Detection annotation records
+ + + + + + +

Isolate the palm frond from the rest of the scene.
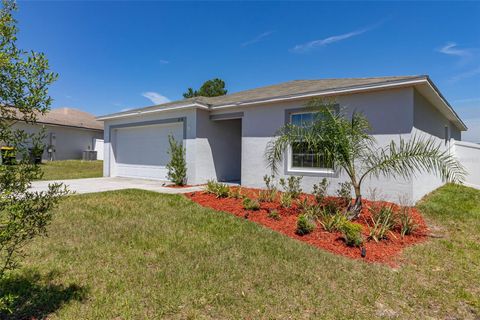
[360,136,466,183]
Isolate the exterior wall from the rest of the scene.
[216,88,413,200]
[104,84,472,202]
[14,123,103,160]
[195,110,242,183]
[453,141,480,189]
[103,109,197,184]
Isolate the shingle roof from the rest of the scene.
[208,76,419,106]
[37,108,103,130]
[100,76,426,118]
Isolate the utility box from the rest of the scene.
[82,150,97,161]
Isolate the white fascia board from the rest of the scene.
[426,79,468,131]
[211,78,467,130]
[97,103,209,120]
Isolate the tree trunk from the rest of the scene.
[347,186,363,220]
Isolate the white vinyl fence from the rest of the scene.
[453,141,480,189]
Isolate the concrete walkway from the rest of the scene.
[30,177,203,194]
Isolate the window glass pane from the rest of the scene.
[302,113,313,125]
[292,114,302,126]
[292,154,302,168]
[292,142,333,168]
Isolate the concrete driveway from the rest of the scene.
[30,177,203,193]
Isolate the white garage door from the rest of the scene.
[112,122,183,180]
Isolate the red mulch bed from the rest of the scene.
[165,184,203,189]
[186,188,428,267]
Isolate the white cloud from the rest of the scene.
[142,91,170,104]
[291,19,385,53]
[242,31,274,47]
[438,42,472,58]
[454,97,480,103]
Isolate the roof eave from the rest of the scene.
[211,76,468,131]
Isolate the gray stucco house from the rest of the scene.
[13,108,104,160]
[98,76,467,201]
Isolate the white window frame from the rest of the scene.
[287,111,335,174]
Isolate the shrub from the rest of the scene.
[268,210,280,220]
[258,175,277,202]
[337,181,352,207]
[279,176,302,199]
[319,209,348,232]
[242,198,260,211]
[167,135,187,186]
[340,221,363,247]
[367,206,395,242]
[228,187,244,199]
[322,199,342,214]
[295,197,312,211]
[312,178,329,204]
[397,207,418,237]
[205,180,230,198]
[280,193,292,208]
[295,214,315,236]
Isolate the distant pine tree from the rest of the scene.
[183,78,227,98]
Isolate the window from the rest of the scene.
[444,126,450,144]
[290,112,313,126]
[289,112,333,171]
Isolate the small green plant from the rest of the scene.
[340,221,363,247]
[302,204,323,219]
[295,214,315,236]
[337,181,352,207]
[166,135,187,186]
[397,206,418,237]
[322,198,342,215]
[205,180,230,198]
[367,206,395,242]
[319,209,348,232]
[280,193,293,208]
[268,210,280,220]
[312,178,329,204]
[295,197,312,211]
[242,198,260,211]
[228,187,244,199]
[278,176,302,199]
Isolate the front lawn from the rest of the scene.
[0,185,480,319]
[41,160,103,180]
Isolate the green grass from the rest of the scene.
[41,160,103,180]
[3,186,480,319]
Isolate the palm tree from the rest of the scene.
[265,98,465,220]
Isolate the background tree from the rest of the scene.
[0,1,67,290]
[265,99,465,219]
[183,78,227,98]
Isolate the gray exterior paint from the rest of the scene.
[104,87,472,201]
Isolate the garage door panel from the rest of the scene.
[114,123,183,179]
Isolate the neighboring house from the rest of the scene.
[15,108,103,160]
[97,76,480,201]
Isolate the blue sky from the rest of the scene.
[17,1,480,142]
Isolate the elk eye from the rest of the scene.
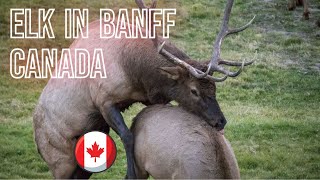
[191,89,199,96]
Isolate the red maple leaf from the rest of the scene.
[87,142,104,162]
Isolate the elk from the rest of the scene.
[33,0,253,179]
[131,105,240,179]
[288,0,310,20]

+ + + + + + +

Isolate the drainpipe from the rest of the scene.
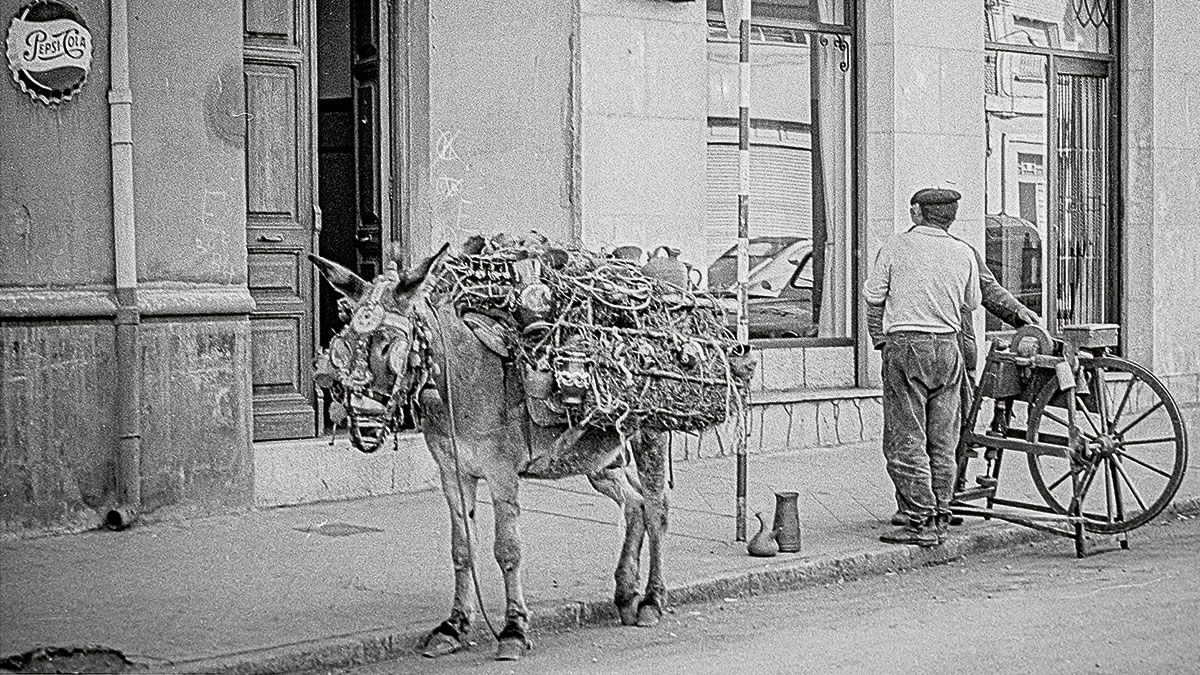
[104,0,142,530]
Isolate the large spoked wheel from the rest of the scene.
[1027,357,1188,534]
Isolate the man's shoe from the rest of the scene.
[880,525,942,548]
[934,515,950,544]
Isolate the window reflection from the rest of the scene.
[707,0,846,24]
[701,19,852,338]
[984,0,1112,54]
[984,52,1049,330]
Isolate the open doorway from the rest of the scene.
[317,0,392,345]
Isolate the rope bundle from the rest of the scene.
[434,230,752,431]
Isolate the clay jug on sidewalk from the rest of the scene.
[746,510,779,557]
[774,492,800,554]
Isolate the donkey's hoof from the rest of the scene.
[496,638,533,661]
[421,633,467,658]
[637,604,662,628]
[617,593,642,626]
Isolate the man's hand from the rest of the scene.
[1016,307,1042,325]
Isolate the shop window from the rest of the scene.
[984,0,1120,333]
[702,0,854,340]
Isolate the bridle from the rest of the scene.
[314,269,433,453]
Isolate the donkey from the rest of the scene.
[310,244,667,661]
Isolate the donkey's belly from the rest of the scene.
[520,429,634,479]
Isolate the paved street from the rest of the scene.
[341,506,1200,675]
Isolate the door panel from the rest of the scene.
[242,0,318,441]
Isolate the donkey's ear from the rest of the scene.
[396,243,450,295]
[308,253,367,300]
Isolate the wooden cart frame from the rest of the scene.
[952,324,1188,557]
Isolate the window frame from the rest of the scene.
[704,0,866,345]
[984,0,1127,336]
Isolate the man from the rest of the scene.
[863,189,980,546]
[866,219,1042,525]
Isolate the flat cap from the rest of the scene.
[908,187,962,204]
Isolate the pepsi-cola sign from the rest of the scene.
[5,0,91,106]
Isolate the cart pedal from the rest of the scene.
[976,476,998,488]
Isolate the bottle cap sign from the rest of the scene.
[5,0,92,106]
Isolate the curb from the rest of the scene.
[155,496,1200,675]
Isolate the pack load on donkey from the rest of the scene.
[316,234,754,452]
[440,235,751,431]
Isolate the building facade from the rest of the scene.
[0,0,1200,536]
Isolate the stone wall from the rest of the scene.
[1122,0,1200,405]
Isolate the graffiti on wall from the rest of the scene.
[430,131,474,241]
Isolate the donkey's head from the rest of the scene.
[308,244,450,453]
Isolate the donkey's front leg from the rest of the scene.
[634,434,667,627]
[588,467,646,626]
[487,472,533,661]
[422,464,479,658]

+ + + + + + +

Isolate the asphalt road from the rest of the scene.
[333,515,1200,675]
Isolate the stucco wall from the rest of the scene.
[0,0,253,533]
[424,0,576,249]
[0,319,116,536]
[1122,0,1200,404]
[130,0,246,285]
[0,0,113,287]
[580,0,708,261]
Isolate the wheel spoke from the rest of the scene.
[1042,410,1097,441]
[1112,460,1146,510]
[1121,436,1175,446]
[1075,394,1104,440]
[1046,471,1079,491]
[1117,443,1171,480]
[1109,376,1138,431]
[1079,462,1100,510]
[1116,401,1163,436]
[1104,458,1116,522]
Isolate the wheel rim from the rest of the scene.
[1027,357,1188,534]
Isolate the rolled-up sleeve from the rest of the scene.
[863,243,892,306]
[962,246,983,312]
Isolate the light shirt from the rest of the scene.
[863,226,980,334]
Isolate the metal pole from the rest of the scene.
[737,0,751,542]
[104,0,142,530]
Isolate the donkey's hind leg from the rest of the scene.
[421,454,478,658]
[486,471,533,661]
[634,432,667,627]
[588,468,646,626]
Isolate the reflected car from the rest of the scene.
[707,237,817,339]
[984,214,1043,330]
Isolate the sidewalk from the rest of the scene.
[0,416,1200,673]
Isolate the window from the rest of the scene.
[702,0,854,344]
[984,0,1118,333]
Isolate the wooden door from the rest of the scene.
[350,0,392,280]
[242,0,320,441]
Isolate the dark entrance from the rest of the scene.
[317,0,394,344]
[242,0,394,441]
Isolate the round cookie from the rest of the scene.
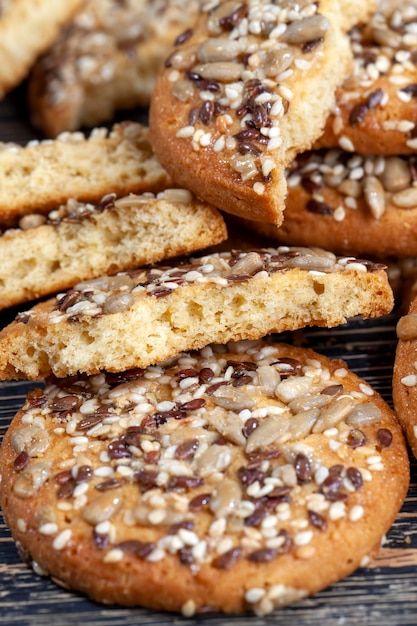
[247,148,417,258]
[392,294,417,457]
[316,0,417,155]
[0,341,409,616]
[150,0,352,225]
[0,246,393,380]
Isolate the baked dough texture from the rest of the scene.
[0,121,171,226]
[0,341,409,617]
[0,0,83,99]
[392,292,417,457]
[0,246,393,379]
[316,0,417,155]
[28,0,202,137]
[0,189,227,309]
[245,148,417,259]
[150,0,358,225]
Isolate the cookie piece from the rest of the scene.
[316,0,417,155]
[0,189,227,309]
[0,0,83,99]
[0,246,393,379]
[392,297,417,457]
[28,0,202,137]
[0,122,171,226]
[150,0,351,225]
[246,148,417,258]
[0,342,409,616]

+ + + + + + +

Problem statement
Transcribe, without alteration, the lines of the records from the line containing "Isolate the donkey's hoof" through the line containing "[0,0,1200,536]", inclusive.

Task response
Isolate the donkey's hoof from the rest of the scene.
[496,638,533,661]
[421,633,467,658]
[637,604,662,628]
[617,593,642,626]
Isolate the man's hand from the rest of the scene.
[1016,307,1042,325]
Isolate the shop window from the rest of the scene.
[984,0,1120,333]
[702,0,854,340]
Isolate the bridle from the rest of the scene.
[314,269,433,453]
Isolate the donkey from the rest of the scene.
[310,244,667,661]
Isolate the donkey's belly from the rest of the scene.
[520,429,634,479]
Isolate the paved street from the rest of the scene.
[341,506,1200,675]
Isolate the door panel from the rest of the scene.
[242,0,318,441]
Isolate the donkey's ear from the rest of the scene.
[396,243,450,295]
[308,253,367,300]
Isolate the wooden cart frame from the rest of the scene.
[952,324,1188,557]
Isolate the window frame from the rest of the scene.
[704,0,866,345]
[984,0,1127,336]
Isolate the man from the rest of the scene.
[863,189,980,546]
[866,219,1042,525]
Isolate the flat cap from the rest of the scene.
[908,187,962,204]
Isolate the pepsi-cola sign from the rest of the scene.
[5,0,91,106]
Isolate the cart pedal from the rest of the scene.
[976,476,998,488]
Isolate the bottle cap sign from the rest of the scene.
[5,0,92,106]
Isolate the curb from the rest of the scene.
[155,496,1200,675]
Isolate the pack load on donkey from the rest of the scene.
[316,234,754,452]
[440,235,751,431]
Isolate the building facade from the rest of the scene.
[0,0,1200,536]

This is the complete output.